→ SUPPLIED ENTRIES
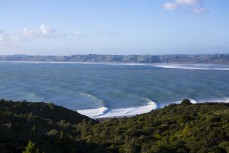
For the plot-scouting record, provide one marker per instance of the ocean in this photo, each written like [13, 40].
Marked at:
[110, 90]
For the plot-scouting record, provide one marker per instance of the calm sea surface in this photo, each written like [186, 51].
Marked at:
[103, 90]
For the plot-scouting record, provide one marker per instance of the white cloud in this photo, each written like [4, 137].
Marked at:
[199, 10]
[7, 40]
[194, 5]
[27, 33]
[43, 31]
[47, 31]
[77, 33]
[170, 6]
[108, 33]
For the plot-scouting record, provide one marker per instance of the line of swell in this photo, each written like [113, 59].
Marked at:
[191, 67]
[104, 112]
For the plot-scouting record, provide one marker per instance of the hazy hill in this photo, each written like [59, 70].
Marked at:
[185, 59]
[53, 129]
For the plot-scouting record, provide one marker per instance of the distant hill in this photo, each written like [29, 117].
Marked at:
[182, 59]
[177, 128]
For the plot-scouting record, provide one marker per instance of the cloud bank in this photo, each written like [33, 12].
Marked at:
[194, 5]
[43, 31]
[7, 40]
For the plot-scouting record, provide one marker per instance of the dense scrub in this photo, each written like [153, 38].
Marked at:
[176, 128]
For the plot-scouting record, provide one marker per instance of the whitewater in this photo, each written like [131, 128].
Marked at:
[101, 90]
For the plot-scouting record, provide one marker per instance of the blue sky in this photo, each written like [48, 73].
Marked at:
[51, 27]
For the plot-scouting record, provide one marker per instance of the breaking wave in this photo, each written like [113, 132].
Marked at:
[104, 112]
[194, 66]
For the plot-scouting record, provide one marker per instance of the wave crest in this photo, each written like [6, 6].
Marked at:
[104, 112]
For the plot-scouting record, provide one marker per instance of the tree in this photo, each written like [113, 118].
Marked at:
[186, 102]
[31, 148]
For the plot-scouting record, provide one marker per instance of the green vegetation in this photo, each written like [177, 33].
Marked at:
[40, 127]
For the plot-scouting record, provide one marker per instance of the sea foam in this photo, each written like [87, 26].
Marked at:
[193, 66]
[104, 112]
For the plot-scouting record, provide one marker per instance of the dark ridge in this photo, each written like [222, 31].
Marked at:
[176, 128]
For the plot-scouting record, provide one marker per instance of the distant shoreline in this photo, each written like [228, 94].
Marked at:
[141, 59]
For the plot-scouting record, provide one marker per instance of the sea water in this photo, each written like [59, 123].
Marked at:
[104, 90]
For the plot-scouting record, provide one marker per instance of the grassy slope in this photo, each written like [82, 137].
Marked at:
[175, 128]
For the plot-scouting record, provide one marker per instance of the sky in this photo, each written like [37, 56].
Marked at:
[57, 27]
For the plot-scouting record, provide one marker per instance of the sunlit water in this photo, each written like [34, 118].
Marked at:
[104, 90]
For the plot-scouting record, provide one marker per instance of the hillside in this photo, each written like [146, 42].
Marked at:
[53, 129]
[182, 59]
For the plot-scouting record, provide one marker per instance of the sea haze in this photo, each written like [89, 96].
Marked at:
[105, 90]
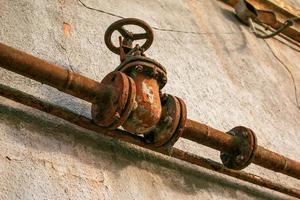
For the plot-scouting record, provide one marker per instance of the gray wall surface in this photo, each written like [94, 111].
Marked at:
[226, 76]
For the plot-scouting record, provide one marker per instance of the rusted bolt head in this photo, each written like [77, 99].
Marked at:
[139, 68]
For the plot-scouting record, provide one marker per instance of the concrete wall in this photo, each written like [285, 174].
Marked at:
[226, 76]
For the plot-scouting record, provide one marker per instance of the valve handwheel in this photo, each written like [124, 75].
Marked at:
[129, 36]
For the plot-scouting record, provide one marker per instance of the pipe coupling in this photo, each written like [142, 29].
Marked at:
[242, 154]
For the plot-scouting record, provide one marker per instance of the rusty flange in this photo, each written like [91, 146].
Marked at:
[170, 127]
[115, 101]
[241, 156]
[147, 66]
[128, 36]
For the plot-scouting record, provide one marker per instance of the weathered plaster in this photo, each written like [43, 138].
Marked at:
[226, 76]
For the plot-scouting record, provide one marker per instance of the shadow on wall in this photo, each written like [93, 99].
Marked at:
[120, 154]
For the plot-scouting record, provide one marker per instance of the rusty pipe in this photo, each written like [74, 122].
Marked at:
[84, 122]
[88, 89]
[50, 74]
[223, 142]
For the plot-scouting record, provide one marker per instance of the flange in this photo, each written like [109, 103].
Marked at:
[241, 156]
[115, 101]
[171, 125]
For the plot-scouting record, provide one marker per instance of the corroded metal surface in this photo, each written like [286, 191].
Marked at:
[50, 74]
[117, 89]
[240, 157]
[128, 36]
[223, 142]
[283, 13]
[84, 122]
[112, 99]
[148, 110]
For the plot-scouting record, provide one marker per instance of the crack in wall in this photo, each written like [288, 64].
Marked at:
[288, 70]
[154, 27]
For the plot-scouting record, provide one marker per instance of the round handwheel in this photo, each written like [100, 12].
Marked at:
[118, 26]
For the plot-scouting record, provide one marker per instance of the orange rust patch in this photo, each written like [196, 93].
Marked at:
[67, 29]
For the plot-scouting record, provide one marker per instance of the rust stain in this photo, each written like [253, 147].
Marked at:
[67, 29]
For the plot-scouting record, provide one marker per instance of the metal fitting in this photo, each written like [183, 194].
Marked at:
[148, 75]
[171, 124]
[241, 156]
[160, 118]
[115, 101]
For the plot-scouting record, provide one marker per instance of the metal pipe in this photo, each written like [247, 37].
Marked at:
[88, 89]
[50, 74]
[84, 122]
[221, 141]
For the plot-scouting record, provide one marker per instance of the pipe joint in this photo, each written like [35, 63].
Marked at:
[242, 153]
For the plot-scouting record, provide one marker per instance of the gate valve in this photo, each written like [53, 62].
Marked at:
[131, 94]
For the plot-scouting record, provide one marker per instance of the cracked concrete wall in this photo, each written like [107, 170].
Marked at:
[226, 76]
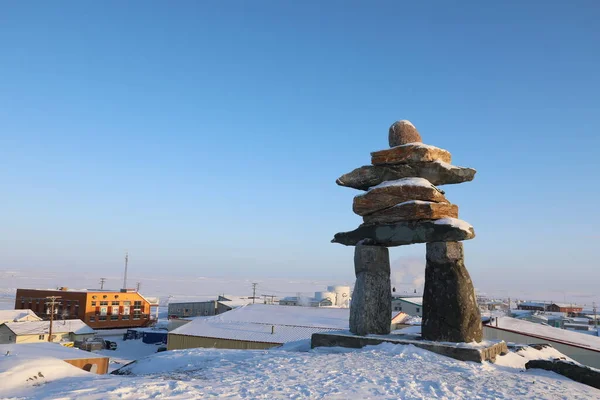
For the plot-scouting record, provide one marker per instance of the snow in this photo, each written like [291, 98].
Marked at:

→ INSTRUCTIONS TO FOLLOW
Go through the material above and return each line that holds the word "cloud".

→ RESPONSE TO THE EXERCISE
For the plot-scouting record, provide one marker per instance of the white cloud in this photo, each written like [4, 137].
For the plot-scouting record, provide one marker per instance of the cloud bank in this photo, each written like [33, 12].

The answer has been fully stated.